[start of Excerpt provided]
The wRHG-verse may not be dominated by human characters, but the wRHG character section is. Honestly, a good answer to this kerfuffle would just to have a "Race" thing on each character. You can say your character's race there. If it's human, you can state their personality stuff in the personality section. You can stuff their physical stuff in the physical description setting. If they have stuff like super strength or super reflexes, or a super weakness to certain things, stick them in the ability/weakness sections.
If they're not human, or are only partially human, then you can state that in the Race thing and note differences wherever they need to be noted. Human claims are not redundant. They just put them in the wrong place.
A human isn't a single, definitive being since they have variations within a scope. But, when it comes to non-human chars, we think of an average human within that scope. Since we are humans, we are the species that we would compare any humanoid non-human characters to.
And I agree with you on this. I already said so. But you treat Human Weakness as a black and white eventuality. That if any user states that, they've automatically dug a hole for themselves.
I've already explained what Sacred meant between the lines and you still don't get it? Forget Molecular Manipulation for a second; Sacred basically said his character can HEAL. By asserting Human Weakness, he means to imply that he's not Regeneratively OP like Majin Buu, but that his healing has consequences or that he is vulnerable and the healing is not instant. It's not Molecular Magic; he can't just regrow limbs and be done with it. There are such things as fatigue, frayed nerves, and blood loss that can play into factor as he is rebuilding his arm. Not to mention, the complexity and time it takes to rebuild an entire limb while under duress. To a keen writer, that's what he'll use to beat the character with. And even if Sacred himself doesn't think that's the case, when the polls come around, readers are more likely to vote on the realistic observer rather than the OP flashiness.
Character pages aren't made to be subtle. Between the lines? Leave that for the stories. And he ought to mention the limits of the healing ability. Lizards can heal whole limbs. It's still healing. Sure, they're not humans, but a super healing power isn't a human thing. His human bones may break and his human arms may be torn off, but without mention to the limits of these powers, then what does that matter? What's the extent to how he can heal? And how much does he have to concentrate to do it?
"Forget Molecular Manipulation for a second." I can't, since healing is part of that. You can't seperate a possibility of the power from the power and expect me to treat it as something completely different. There are millions of molecules in simple life forms, and his power affects all of them. From that I assume that it's more of a "point and click" sort of thing, rather than having to focus on all the millions of tiny things at once. If he doesn't need to care about individual molecules, I doubt he'd need to care about stuff like frayed nerves. Blood loss is a real issue, but that is a thing true to all humans.
[end of Excerpt provided]
[start of Dataset content]
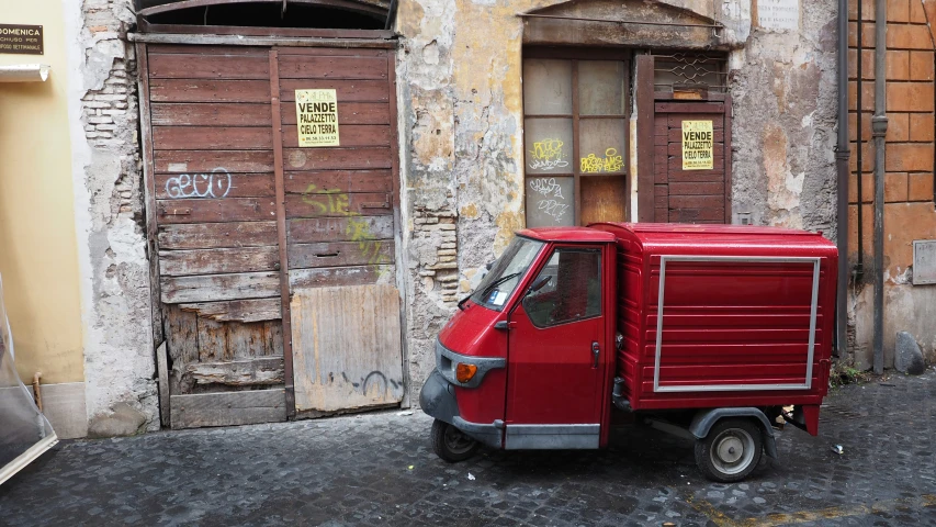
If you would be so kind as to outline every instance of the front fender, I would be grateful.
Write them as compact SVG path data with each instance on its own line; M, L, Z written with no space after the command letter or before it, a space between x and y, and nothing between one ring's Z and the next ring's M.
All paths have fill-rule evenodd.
[end of Dataset content]
■ Requirements ■
1. Reproduce word for word the passage of the forum discussion from "And I agree" to "hole for themselves.".
2. In the forum discussion, to whom is Sacred's character contrasted as being "Regeneratively OP"?

■ Response list ■
1.
And I agree with you on this. I already said so. But you treat Human Weakness as a black and white eventuality. That if any user states that, they've automatically dug a hole for themselves.

2. Majin Buu